Der Kornversuchsspeicher ist eines der wenigen historischen Gebäude, die in Berlins neuem, viel diskutierten Quartier Europacity nördlich des Hauptbahnhofs erhalten sind. Als der Speicher 1897 am Schifffahrtskanal nach Spandau errichtet wurde, sollten darin verschiedene Formen der Lebensmittellagerung erprobt werden, um die ständig wachsende Metropole zu versorgen – er war also eher Körnerlabor als -speicher. Der erste Bauabschnitt wurde massiv gemauert, im Inneren befand sich eine Holzkonstruktion. Aber schon bei der ersten Erweiterung 1915/16 ersetzte Stahlbeton das Holz vollständig.
Aufgrund der seltenen Trichterspeicherdecken und der frühen Verwendung eines Stahlbetonskeletts steht das Gebäude unter Denkmalschutz. Im Zuge der Entwicklung der Europacity wurde der Speicher an die Adler Group verkauft, die darin Büroräume einrichten ließ. Mit dem Umbau wurden AFF Architekten (Berlin) betraut.
Für die neue Nutzung wurde der Speicher zunächst vollständig saniert, ohne jedoch die Gebrauchsspuren seiner Nutzung zu überschreiben. Die Klinkerfassaden wurden gereinigt und an wenigen Stellen ergänzt, die Außenwände innenseitig gedämmt. Die historischen Fenster wurden erneuert und einige Ausfachungen im nach außen sichtbaren Stahlbetonskelett durch großformatige Panoramascheiben ersetzt. Die Nordseite erhielt fünf Balkone.

• **AUFGABEN**
[1] Beantworte die folgenden Fragen zum Text über den Kornversuchsspeicher:
(a) In welchem Jahr wurde der Speicher errichtet?
(b) An welches Unternehmen wurde der Speicher verkauft?
(c) Wie viele Balkone erhielt die Nordseite?
[2] Gib jede Zeile der Einträge zurück, in der die Zahl „number“ vorkommt.

• **ÜBUNGSMATERIAL**
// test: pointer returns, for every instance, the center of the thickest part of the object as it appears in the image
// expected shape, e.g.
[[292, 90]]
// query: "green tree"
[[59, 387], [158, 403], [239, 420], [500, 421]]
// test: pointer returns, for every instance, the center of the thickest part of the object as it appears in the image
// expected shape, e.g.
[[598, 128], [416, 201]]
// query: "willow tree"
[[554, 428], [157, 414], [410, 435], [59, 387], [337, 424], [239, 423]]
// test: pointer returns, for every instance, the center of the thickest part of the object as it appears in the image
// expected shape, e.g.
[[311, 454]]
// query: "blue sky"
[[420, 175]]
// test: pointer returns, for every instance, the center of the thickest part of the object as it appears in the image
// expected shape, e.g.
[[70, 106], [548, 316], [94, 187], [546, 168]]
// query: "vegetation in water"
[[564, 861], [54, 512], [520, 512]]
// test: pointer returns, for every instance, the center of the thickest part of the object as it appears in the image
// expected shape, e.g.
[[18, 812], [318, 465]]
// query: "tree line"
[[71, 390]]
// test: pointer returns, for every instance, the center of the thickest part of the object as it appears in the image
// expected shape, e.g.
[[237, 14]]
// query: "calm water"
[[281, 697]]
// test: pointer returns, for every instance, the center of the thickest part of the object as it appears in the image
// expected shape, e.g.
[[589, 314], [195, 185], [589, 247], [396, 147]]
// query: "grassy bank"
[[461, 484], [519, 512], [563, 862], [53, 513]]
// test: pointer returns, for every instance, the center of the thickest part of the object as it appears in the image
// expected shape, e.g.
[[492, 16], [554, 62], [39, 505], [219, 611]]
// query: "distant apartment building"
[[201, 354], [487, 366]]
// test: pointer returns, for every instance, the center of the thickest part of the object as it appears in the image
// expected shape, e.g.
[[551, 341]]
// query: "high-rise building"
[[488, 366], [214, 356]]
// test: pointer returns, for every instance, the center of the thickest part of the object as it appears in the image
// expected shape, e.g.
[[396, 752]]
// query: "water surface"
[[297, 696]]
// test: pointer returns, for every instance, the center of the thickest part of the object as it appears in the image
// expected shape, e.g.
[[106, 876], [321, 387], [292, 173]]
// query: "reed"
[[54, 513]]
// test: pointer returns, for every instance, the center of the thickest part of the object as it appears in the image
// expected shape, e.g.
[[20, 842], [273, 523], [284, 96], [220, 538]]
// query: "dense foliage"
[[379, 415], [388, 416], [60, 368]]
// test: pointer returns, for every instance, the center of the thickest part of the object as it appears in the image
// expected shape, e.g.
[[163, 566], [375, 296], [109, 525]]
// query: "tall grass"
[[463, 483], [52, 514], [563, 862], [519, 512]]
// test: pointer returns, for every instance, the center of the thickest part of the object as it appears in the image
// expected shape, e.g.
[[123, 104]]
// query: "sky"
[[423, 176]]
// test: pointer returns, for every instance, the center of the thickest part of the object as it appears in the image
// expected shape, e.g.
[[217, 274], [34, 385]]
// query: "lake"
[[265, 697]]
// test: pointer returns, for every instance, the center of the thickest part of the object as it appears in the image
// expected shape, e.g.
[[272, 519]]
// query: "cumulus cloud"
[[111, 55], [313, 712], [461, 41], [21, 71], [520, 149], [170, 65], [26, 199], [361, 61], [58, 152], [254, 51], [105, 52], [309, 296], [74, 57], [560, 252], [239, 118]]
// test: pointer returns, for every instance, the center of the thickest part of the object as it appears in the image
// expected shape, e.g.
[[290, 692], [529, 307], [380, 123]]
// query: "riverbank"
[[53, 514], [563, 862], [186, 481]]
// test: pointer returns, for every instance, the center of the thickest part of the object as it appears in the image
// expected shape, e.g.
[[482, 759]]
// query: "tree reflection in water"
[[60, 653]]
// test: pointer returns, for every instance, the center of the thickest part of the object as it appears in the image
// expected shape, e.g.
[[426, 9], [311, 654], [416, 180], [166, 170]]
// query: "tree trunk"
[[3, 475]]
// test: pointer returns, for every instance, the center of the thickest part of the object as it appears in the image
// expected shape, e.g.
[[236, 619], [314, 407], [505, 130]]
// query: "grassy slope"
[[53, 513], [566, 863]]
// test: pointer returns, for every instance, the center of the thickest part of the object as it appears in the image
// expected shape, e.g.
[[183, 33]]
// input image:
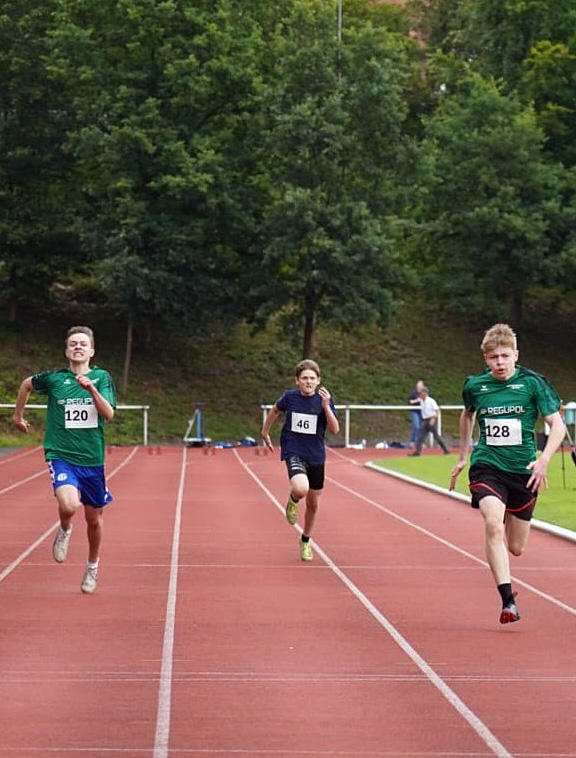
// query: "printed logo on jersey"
[[502, 410]]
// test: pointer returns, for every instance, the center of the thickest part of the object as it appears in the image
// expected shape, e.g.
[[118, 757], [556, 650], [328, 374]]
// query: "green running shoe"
[[306, 551], [292, 511]]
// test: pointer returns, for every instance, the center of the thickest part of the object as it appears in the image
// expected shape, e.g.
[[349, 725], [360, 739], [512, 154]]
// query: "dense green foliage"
[[191, 163], [233, 372], [555, 502]]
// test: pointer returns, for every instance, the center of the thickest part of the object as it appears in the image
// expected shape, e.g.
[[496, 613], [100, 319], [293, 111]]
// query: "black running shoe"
[[510, 612]]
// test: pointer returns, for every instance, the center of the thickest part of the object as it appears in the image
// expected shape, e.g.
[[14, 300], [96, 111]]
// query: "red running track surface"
[[208, 637]]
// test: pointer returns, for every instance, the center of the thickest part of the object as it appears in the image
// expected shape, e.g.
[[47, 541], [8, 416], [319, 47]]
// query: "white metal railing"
[[570, 419], [143, 408]]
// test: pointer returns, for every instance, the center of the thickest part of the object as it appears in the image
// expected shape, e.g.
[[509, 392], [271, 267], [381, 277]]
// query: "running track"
[[209, 638]]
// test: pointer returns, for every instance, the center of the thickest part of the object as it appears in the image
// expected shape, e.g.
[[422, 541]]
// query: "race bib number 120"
[[80, 416]]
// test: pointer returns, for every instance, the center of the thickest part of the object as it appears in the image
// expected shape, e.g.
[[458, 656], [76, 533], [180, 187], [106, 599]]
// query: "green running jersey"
[[506, 412], [74, 430]]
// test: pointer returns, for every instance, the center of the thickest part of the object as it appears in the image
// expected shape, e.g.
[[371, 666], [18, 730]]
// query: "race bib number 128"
[[503, 431]]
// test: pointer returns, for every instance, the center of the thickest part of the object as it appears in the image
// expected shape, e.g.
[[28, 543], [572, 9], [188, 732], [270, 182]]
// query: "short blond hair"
[[80, 330], [307, 365], [499, 335]]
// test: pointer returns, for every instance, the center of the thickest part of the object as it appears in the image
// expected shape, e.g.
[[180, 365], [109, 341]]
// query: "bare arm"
[[273, 414], [21, 400], [466, 425], [331, 419], [539, 467]]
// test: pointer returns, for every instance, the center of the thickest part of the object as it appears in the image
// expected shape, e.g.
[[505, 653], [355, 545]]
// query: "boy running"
[[505, 473], [81, 399], [309, 412]]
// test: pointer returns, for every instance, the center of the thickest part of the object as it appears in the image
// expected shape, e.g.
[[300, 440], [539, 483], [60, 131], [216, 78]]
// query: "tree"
[[492, 202], [159, 96], [330, 141]]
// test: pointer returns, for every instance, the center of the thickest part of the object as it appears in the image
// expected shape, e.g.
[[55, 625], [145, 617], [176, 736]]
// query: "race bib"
[[80, 416], [503, 431], [304, 423]]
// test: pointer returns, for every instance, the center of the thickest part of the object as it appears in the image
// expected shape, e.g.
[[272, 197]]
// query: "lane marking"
[[162, 733], [22, 557]]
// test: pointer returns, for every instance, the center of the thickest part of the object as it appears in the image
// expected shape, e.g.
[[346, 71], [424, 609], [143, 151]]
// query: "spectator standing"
[[430, 415]]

• **LÖSUNGEN**
[1]
(a) 1897
(b) An die Adler Group
(c) Fünf

[2]
// query: "race bib number 120"
// query: "race bib number 128"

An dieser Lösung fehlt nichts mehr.